──────── TEXT SEGMENT ────────
BRIEF DESCRIPTION OF FIGURES
[008] Embodiments herein are illustrated in the accompanying drawings, through out which like reference letters indicate corresponding parts in the various figures. The embodiments herein will be better understood from the following description with reference to the drawings, in which:
[009] FIG. 1 depicts an example perspective view of a vehicle placed in front of a headlamp evaluation grid, according to an embodiment as disclosed herein;
[0010] FIG. 2 depicts an example of the evaluation grid, according to an embodiment as disclosed herein;
[0011] FIG. 3 depicts a system for evaluating the headlamp performance of a vehicle, according to an embodiment as disclosed herein; and
[0012] FIG. 4a and 4b depicts example lux values as arranged by the controller, according to an embodiment as disclosed herein.

DETAILED DESCRIPTION
[0013] The embodiments herein and the various features and advantageous details thereof are explained more fully with reference to the non-limiting embodiments that are illustrated in the accompanying drawings and detailed in the following description. Descriptions of well-known components and processing techniques are omitted so as to not unnecessarily obscure the embodiments herein. The examples used herein are intended merely to facilitate an understanding of ways in which the embodiments herein may be practiced and to further enable those of skill in the art to practice the embodiments herein. Accordingly, the examples should not be construed as limiting the scope of the embodiments herein.
──────── DATA EXTRACT ────────
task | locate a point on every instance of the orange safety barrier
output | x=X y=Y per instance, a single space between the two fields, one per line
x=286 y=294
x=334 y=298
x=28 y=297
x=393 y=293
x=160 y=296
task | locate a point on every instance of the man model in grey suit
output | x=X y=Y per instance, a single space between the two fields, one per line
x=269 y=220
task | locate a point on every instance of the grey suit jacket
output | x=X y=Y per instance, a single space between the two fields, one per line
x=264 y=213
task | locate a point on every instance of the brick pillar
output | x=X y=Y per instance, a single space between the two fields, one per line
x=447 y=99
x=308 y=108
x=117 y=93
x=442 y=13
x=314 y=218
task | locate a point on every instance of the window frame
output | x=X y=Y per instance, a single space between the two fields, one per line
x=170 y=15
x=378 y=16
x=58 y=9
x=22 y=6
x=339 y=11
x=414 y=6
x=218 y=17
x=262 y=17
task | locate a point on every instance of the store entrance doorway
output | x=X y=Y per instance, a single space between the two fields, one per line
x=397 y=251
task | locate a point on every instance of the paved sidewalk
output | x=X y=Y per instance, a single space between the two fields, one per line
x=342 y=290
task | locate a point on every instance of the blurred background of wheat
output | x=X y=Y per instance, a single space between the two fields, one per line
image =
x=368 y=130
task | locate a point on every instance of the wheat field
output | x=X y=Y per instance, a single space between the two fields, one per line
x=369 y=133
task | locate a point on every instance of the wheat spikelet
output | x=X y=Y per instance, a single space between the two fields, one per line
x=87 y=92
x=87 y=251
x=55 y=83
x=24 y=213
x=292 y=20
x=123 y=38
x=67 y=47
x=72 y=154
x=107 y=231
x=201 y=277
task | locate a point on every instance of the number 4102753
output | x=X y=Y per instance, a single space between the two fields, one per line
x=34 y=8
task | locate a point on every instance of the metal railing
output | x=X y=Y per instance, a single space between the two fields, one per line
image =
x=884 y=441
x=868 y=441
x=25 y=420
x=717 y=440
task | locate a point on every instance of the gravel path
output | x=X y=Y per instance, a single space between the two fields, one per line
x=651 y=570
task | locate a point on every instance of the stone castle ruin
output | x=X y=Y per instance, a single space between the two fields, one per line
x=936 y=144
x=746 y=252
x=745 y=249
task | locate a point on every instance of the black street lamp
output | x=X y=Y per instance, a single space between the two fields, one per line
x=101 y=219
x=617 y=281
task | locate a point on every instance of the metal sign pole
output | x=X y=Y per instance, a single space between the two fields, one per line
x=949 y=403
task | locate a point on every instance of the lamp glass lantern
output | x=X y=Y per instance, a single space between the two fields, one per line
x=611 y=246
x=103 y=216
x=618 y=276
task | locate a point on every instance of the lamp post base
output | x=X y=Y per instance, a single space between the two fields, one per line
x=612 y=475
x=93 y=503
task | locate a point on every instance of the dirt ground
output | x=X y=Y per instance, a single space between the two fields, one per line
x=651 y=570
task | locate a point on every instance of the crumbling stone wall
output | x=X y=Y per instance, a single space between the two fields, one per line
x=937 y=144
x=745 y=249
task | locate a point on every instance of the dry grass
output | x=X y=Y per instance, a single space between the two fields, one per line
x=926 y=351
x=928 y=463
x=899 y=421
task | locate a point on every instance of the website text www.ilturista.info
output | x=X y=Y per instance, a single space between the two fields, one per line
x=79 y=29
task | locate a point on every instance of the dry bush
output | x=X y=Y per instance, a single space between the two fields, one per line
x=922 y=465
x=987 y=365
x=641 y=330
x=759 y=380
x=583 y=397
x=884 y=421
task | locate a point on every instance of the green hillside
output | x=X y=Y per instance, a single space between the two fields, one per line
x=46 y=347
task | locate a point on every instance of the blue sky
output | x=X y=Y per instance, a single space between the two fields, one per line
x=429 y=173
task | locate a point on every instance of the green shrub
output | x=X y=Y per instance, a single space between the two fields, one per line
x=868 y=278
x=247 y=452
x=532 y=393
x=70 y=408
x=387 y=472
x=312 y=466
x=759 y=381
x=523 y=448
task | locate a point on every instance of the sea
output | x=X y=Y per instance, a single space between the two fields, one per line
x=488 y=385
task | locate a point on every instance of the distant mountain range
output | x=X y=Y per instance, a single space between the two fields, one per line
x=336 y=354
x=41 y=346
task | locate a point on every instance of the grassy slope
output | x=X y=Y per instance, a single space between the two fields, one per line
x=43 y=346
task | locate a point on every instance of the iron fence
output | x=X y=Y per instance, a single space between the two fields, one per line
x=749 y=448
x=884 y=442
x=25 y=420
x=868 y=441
────────
**TASKS AND EXERCISES:**
1. Answer these questions using the headlamp evaluation text.
(a) What does FIG. 2 depict?
(b) In FIG. 1, what is placed in front of the headlamp evaluation grid?
(c) Which descriptions are left out so as not to obscure the embodiments?
2. Return the stretch of the headlamp evaluation text from "BRIEF DESCRIPTION OF" through "as disclosed herein.", copied word for word.

**FULL SOLUTIONS:**
1.
(a) An example of the evaluation grid.
(b) A vehicle.
(c) Descriptions of well-known components and processing techniques.

2.
BRIEF DESCRIPTION OF FIGURES
[008] Embodiments herein are illustrated in the accompanying drawings, through out which like reference letters indicate corresponding parts in the various figures. The embodiments herein will be better understood from the following description with reference to the drawings, in which:
[009] FIG. 1 depicts an example perspective view of a vehicle placed in front of a headlamp evaluation grid, according to an embodiment as disclosed herein;
[0010] FIG. 2 depicts an example of the evaluation grid, according to an embodiment as disclosed herein;
[0011] FIG. 3 depicts a system for evaluating the headlamp performance of a vehicle, according to an embodiment as disclosed herein; and
[0012] FIG. 4a and 4b depicts example lux values as arranged by the controller, according to an embodiment as disclosed herein.